**Task to complete:** Copy the PSE Chaos tuning thread from "Sorry brother, had" to "on these bows.", swapping "brother" for "buddy".

**Text shown:**
# PSE Chaos FC tuning help



## loraxio (Nov 29, 2010)

Alright, so I figured out the DL situation....regardless of the lack of info in the guide. What I need to know is how to check if it is on the Grow With You Setting. The cam pictured in the guide must be the 2010...we have a 2011.


----------



## loraxio (Nov 29, 2010)

False alarm...put on my glasses and was able to figure it out. Man I hate wearing those things.


----------



## Ches (Aug 3, 2009)

I am with ya. Sucks to get old.


----------



## wierdobow (Mar 13, 2009)

loraxio said:


> I was hoping to be able adjust the DL and DW on my sons new Chaos...but I am finding that the PSE users guide isn't very helpful. The pictures show different cams than are on the Chaos, so it's almost impossible to get it dialed in.
> 
> Any help would be greatly appreciated.
> 
> I need to get it to 23" DL and 35# DW.



can you post a few pics of the cams on this bow, is it the FC cam? I'm interested in the FC cam adjustability.

much appreciated


----------



## loraxio (Nov 29, 2010)

wierdobow said:


> can you post a few pics of the cams on this bow, is it the FC cam? I'm interested in the FC cam adjustability.
> 
> much appreciated


Sorry brother, had lost touch with this thread. Here are some pics. You would set it on the E setting to get a 23" DL (both the inner cam and the draw stop...see pics; my boy's is set to the F setting on both). The DW is easily set. Limbs are sold in 10# increments, just make sure you get the right set. Limbs can be dialed down quite a bit on these bows.









shows f setting on inner cam (done with an allen wrench only...easy)









Shows F setting on the other side of the cam for the draw stop

Only thing I haven't been able to figure out is whether or not the string is on the grow with you setting that lowers draw weight as you lower draw length and vice versa.


----------



## wierdobow (Mar 13, 2009)

Your right doesn't look anything like the cams in the book, and I thought i was lost before......

how does your son like the bow?


----------



## wierdobow (Mar 13, 2009)

Are there two cams on that bow??? Looks like the cam on the chaos one.


----------



## loraxio (Nov 29, 2010)

wierdobow said:


> Are there two cams on that bow??? Looks like the cam on the chaos one.


It's the One. No big deal for him. 

He loves the bow...he loves having a bow that looksand feels like mine. Thing is a real shooter!


----------

**Dataset content:**

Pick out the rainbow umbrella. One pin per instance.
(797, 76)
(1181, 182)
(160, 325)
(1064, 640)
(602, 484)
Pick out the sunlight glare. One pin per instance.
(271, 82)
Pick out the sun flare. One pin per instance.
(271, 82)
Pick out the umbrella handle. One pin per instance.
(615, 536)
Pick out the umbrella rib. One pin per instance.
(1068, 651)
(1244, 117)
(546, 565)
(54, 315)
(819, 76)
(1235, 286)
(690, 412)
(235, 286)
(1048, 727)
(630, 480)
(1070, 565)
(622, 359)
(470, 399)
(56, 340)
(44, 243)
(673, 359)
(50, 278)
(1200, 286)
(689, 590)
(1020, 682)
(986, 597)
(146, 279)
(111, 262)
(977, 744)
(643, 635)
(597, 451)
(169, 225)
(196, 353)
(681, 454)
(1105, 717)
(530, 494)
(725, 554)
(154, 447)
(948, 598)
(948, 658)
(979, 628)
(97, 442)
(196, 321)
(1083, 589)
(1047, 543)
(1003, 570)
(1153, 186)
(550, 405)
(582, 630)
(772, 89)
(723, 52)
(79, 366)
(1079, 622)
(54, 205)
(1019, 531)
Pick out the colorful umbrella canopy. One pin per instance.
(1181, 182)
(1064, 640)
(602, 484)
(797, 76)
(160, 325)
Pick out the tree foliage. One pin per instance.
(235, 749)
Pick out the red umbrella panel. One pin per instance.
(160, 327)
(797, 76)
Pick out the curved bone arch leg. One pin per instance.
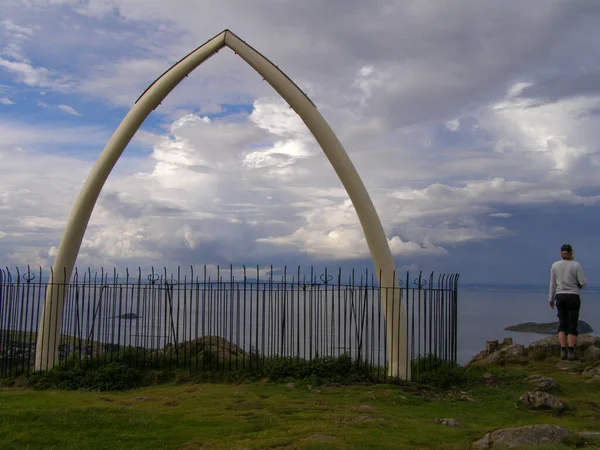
(395, 314)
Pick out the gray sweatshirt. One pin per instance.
(565, 276)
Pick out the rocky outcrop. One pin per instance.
(532, 435)
(543, 383)
(546, 328)
(592, 354)
(216, 345)
(551, 345)
(499, 353)
(541, 400)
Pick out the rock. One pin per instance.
(590, 434)
(543, 383)
(496, 353)
(452, 423)
(216, 345)
(129, 316)
(592, 370)
(552, 346)
(532, 435)
(548, 384)
(546, 328)
(366, 408)
(321, 437)
(511, 354)
(541, 400)
(592, 353)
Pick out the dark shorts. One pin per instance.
(568, 312)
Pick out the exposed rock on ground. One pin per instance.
(532, 435)
(551, 345)
(544, 383)
(541, 400)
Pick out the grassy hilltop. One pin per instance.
(299, 414)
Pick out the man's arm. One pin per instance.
(552, 284)
(581, 279)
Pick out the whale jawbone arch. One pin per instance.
(393, 307)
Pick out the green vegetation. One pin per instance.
(316, 404)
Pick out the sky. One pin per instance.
(474, 126)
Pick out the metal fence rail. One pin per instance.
(165, 320)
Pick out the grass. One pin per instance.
(262, 414)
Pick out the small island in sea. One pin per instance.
(547, 328)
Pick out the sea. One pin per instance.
(485, 310)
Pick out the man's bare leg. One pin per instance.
(562, 337)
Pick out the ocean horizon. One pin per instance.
(484, 310)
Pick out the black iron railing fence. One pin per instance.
(178, 319)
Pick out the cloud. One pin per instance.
(69, 110)
(453, 120)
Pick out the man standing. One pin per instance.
(566, 279)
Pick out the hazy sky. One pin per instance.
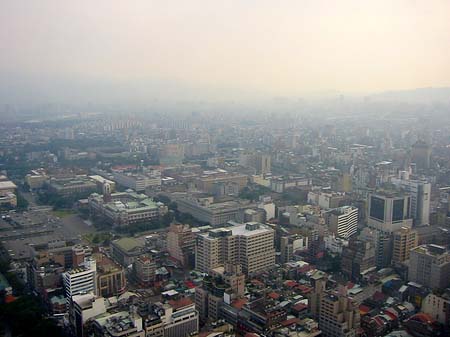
(277, 47)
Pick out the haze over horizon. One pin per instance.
(140, 50)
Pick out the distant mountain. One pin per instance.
(420, 95)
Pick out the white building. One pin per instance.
(80, 280)
(420, 192)
(251, 245)
(343, 221)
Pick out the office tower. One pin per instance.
(81, 280)
(421, 154)
(144, 270)
(181, 244)
(343, 221)
(382, 243)
(111, 280)
(358, 257)
(251, 245)
(404, 240)
(389, 210)
(429, 265)
(290, 244)
(339, 315)
(420, 192)
(83, 308)
(221, 286)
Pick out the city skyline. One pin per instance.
(211, 50)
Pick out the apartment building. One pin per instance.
(251, 245)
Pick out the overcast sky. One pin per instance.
(276, 47)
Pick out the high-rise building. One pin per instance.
(83, 308)
(181, 244)
(404, 240)
(251, 245)
(420, 192)
(290, 244)
(389, 210)
(111, 280)
(144, 268)
(383, 245)
(339, 315)
(358, 257)
(220, 287)
(343, 221)
(421, 154)
(429, 265)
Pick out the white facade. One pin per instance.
(80, 280)
(420, 192)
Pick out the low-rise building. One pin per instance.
(125, 208)
(126, 250)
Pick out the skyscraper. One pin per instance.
(404, 240)
(420, 192)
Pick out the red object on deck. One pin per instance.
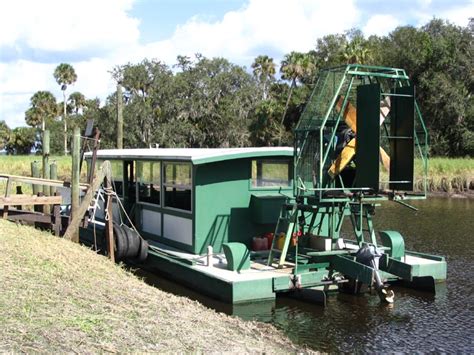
(259, 243)
(269, 238)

**Solution:**
Sorry buddy, had lost touch with this thread. Here are some pics. You would set it on the E setting to get a 23" DL (both the inner cam and the draw stop...see pics; my boy's is set to the F setting on both). The DW is easily set. Limbs are sold in 10# increments, just make sure you get the right set. Limbs can be dialed down quite a bit on these bows.